* What the task requires *
Rewrite everything from the first of the rows below down to and including the line containing "pixel 363 275" as a numbered list, skipping any blank lines.

** BEGIN Record set **

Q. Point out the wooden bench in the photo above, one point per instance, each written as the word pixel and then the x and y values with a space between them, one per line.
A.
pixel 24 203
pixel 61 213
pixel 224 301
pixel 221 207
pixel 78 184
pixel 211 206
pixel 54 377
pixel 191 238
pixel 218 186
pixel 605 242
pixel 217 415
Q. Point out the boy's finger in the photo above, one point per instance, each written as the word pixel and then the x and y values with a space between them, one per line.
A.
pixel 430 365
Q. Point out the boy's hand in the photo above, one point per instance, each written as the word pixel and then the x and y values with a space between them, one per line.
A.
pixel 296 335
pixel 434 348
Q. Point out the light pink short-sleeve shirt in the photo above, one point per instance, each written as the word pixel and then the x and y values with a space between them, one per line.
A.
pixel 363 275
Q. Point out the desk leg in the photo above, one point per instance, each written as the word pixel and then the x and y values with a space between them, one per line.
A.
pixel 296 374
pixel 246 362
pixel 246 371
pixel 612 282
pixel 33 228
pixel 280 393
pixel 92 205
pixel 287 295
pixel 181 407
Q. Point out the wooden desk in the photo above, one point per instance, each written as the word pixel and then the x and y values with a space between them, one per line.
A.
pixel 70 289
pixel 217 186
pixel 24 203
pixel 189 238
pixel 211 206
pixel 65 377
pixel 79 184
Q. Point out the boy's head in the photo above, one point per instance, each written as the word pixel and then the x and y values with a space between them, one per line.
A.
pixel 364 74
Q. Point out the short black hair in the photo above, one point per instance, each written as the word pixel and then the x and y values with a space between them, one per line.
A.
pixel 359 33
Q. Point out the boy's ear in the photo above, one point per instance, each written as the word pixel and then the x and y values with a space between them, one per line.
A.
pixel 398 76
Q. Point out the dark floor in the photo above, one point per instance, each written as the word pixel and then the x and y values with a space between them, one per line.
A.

** END Record set **

* The output *
1. Q. Point out the wooden bench in the photo above, one point per instance, each written as the word pixel and then the x and y values with a space between them, one per line.
2. A.
3. pixel 24 203
4. pixel 61 213
5. pixel 224 301
6. pixel 221 207
7. pixel 78 184
8. pixel 211 206
9. pixel 54 377
10. pixel 191 238
11. pixel 218 186
12. pixel 605 242
13. pixel 217 415
14. Q. Point out the boy's finger in the photo above, one point per instance, each written as the word pixel and then the x and y values with a space between them, one per line.
15. A.
16. pixel 430 365
17. Q. Point out the boy's hand in the photo above, one point per instance, each written as the word pixel and then the x and y values with a space between them, one per line.
18. A.
19. pixel 296 335
20. pixel 434 348
21. Q. Point out the light pink short-sleeve shirt in the photo above, one point per instance, each written as the word pixel and then the x and y values with a space between them, one per line.
22. A.
23. pixel 363 275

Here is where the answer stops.